What you need to do →
Could you give back exactly the lines below from the one with "Target: white cloud" through the one with "Where can the horse-drawn carriage", without a single picture?
━━━ Excerpted data
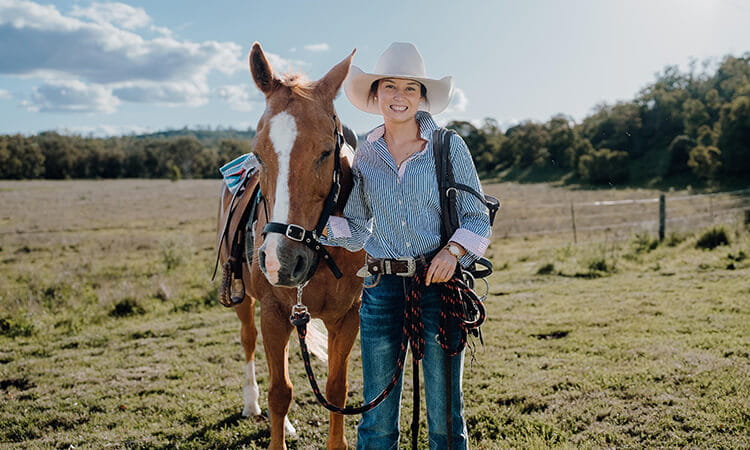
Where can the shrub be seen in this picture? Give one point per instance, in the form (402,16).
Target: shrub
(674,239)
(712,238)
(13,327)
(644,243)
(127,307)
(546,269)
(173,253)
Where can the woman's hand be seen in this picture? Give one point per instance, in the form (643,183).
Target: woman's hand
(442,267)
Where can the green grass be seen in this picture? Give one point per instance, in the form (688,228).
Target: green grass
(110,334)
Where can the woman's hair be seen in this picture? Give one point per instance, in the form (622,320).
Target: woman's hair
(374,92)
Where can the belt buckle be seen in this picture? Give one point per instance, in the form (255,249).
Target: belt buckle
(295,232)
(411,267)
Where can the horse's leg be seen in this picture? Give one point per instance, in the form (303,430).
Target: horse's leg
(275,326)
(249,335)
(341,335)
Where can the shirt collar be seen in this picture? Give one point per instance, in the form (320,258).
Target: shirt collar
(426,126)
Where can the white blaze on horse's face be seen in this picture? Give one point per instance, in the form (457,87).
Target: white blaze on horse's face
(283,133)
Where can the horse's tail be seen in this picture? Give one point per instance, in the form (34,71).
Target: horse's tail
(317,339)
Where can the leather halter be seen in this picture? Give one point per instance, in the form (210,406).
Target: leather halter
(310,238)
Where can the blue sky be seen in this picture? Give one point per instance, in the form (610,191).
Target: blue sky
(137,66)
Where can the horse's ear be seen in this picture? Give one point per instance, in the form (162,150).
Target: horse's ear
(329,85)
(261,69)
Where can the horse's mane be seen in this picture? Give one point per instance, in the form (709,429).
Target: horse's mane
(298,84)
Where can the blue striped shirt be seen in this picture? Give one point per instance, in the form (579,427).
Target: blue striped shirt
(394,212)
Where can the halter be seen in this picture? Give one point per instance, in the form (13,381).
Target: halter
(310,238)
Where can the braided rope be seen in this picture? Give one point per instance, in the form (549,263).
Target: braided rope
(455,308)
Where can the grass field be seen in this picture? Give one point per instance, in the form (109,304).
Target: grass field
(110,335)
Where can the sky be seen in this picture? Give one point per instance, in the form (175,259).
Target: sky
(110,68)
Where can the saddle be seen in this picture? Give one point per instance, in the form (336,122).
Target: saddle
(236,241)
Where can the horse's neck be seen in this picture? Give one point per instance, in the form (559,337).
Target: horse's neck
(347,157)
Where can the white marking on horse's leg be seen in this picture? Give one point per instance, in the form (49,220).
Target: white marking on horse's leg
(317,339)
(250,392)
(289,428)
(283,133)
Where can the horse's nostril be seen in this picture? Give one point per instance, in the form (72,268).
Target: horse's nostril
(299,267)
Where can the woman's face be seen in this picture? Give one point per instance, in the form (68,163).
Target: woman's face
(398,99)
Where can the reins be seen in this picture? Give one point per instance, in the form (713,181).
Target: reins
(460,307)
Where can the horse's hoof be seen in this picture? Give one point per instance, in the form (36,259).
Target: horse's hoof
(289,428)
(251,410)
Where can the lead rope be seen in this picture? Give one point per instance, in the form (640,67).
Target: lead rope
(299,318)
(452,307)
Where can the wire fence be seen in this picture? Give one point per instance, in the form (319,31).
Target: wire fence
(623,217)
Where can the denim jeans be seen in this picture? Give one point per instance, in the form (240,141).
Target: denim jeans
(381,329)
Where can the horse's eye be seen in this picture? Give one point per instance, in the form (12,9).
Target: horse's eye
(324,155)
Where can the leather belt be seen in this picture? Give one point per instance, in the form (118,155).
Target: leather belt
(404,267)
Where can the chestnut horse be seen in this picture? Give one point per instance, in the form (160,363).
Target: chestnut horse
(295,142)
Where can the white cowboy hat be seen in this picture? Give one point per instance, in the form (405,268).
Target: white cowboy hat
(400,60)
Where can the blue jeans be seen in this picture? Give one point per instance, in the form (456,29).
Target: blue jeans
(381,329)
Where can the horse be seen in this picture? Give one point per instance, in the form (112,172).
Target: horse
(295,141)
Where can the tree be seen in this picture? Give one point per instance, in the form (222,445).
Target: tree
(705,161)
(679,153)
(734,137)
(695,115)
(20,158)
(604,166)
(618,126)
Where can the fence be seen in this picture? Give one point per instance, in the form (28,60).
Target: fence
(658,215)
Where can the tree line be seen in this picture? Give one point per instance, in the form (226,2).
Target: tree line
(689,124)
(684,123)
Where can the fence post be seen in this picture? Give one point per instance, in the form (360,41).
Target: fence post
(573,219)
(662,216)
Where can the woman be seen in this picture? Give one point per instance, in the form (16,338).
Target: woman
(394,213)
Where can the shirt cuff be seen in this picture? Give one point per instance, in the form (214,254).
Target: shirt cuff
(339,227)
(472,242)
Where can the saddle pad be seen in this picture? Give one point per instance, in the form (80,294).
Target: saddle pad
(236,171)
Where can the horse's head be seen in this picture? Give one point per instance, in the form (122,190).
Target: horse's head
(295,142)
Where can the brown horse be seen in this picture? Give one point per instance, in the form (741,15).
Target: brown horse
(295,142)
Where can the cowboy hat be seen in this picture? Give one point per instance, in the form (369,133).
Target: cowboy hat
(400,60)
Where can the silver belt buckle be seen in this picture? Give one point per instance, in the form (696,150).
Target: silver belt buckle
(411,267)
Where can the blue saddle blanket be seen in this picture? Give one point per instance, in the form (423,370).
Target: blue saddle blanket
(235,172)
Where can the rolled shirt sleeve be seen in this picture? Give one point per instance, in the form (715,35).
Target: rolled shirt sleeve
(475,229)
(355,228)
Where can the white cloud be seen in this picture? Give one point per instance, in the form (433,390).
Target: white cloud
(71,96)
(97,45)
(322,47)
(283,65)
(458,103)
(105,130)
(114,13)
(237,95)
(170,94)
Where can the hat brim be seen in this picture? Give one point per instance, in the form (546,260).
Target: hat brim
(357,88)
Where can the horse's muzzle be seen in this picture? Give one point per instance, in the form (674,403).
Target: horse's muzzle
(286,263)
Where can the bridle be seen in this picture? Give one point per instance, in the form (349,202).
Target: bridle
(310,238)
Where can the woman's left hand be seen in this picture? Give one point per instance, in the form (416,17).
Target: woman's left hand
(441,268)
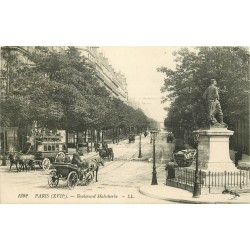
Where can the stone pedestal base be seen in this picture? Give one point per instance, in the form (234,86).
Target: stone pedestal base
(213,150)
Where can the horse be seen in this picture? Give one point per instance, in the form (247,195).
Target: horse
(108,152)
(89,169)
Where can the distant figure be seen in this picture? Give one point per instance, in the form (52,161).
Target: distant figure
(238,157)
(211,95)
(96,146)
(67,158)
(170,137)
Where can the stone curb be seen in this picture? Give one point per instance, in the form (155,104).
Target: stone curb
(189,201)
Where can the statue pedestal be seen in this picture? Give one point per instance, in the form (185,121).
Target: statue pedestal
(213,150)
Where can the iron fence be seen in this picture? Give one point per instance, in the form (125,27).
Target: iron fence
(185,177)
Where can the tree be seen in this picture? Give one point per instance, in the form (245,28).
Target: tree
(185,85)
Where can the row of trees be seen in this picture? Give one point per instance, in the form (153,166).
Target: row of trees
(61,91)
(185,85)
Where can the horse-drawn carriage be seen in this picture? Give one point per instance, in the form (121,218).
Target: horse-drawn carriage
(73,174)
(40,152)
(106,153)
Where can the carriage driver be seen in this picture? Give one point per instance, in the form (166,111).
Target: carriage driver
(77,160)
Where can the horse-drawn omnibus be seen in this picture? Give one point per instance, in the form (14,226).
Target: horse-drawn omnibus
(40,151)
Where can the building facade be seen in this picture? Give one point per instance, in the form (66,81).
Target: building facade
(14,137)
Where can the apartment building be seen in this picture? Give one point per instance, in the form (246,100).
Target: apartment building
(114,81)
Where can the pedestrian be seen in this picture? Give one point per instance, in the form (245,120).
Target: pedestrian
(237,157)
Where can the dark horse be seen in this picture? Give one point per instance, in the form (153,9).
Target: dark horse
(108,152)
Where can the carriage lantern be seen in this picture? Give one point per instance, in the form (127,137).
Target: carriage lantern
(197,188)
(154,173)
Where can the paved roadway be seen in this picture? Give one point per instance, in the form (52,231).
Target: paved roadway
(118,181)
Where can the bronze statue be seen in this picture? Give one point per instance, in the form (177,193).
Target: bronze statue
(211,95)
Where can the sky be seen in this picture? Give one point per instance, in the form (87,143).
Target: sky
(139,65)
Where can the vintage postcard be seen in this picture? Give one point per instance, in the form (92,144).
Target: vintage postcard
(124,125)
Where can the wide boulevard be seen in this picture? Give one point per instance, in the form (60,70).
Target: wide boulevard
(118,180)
━━━━━━
━━━ Excerpted data
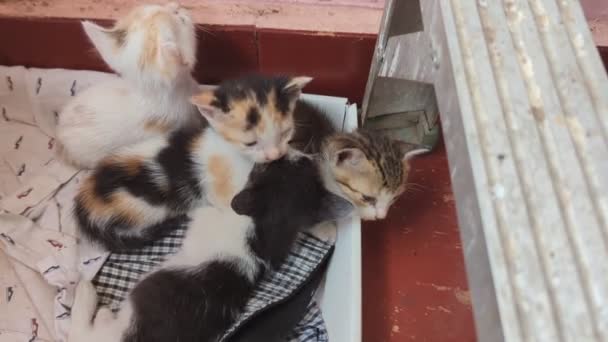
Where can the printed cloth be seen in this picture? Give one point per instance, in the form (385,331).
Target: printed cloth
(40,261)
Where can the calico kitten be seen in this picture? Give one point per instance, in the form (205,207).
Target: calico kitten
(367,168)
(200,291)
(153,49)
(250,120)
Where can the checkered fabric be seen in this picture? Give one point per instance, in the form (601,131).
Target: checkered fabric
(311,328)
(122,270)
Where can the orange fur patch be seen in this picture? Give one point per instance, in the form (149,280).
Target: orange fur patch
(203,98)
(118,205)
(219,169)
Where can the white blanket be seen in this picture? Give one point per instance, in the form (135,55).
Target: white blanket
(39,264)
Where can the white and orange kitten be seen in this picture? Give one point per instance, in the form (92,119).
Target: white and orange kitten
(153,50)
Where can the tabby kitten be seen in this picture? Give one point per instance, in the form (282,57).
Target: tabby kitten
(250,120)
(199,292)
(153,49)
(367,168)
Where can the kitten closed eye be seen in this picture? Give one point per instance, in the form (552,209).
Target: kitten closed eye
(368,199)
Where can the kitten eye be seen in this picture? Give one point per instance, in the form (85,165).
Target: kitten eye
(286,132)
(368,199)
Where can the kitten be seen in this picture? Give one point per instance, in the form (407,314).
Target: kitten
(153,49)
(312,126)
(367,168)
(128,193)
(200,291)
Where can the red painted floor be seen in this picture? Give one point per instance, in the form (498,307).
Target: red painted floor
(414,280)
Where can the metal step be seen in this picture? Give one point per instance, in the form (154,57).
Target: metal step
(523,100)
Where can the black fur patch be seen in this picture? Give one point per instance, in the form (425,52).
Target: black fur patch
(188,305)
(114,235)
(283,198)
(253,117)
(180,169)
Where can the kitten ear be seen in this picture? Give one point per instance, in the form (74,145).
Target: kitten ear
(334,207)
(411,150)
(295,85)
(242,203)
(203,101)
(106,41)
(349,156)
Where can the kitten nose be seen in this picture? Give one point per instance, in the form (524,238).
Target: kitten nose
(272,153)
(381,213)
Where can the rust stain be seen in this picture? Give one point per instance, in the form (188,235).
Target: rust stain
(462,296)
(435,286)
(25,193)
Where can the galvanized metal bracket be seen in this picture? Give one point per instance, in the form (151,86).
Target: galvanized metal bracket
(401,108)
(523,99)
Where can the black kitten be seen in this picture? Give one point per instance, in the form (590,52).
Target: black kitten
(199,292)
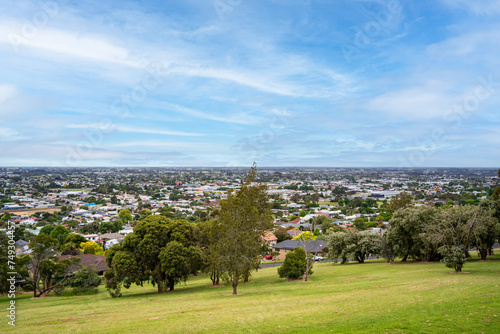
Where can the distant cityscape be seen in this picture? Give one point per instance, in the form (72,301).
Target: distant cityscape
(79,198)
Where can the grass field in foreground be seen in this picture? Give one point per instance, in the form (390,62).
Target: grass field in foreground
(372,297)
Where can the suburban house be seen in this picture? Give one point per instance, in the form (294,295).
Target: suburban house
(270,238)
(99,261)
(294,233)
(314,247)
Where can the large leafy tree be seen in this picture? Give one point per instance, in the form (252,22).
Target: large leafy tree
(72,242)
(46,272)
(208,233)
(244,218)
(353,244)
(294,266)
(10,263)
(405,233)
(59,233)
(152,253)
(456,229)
━━━━━━
Response →
Target: white cloud
(71,96)
(97,45)
(322,47)
(283,65)
(458,103)
(105,130)
(114,13)
(237,95)
(170,94)
Where can the hat brim be seen in this picture? Give one point per instance, in the form (546,260).
Target: hat brim
(357,88)
Where can the horse's muzzle be seen in this picture? Give one point per instance, in the form (674,403).
Target: horse's muzzle
(286,263)
Where can the bridle be seen in this picture? Give one point per instance, in the form (349,202).
Target: bridle
(310,238)
Where can the woman's left hand be seen in this picture? Give one point per instance, in the form (416,17).
Target: woman's left hand
(441,268)
Where can the stone pedestal base be seen in this picture? Give one point per instance, in the form (234,86).
Target: stone pedestal base
(213,150)
Where can the horse be seen in this picture? Give one point per instance, in the form (247,195).
Target: horse
(108,152)
(89,169)
Where can the distant figure be seen in this picture? Give one point per instance, in the form (52,161).
Target: distant figure
(238,157)
(211,95)
(96,146)
(67,158)
(170,137)
Where can the stone curb be seen in this picture? Give one point per instance, in the form (155,104).
Target: stone curb
(189,201)
Where can the statue pedestal be seen in this picture? Give one point per instance, in the form (185,121).
Target: statue pedestal
(213,150)
Where can the iron fence be seen in this picture? Give one point per instance, in the form (125,27).
Target: iron fence
(185,177)
Where can the tree be seen in this picture? Give one point per instance, in the form (245,28).
Target: tree
(185,85)
Where can the row of trees be seen in this picture? Give one point per instance, in the form (153,166).
Target: row of trees
(61,91)
(185,85)
Where can the horse-drawn carriage be seen in this picture? Give one point per instance, in the form (121,218).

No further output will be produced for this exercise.